• [What you are asked to do]: Scan the listing for the word "innermost", and copy out each line where it is found.

************

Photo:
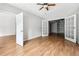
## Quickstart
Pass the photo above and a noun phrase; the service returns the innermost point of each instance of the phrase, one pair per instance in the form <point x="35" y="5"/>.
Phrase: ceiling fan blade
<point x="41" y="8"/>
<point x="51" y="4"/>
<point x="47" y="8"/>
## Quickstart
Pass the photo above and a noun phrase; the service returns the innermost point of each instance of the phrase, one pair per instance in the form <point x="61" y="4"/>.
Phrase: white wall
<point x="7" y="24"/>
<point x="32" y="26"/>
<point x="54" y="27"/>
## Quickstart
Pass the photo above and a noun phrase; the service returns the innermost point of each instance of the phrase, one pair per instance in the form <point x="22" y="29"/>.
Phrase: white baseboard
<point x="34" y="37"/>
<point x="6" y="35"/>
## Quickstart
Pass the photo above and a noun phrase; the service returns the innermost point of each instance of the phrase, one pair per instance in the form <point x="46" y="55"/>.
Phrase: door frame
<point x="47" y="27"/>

************

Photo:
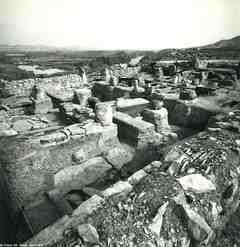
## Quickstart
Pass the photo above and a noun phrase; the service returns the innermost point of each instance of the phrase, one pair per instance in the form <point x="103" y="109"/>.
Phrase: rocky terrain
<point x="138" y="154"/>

************

• [Output of the exercise]:
Pass the photo above and a noun phrase; the service returns the innermost point of each instance of the phrase, one pair per instance in the form <point x="35" y="5"/>.
Pass the photo above and a noun phrase; the service returns the innermost point of each instance of the phrase, one pair per instance in the form <point x="61" y="4"/>.
Pass the photo above and a noun phrase; the service returns the innermost point of each instance of the phrase, one pair per instance in the form <point x="22" y="29"/>.
Pass the photo above and a noun phrase; the service returns the innermost point of each instance of the phrase, one pair per instance in the form <point x="46" y="55"/>.
Pass the photo above and a noun phrase; the service returns the innermost point of each instance of the phrase, one pair per instance in the form <point x="103" y="109"/>.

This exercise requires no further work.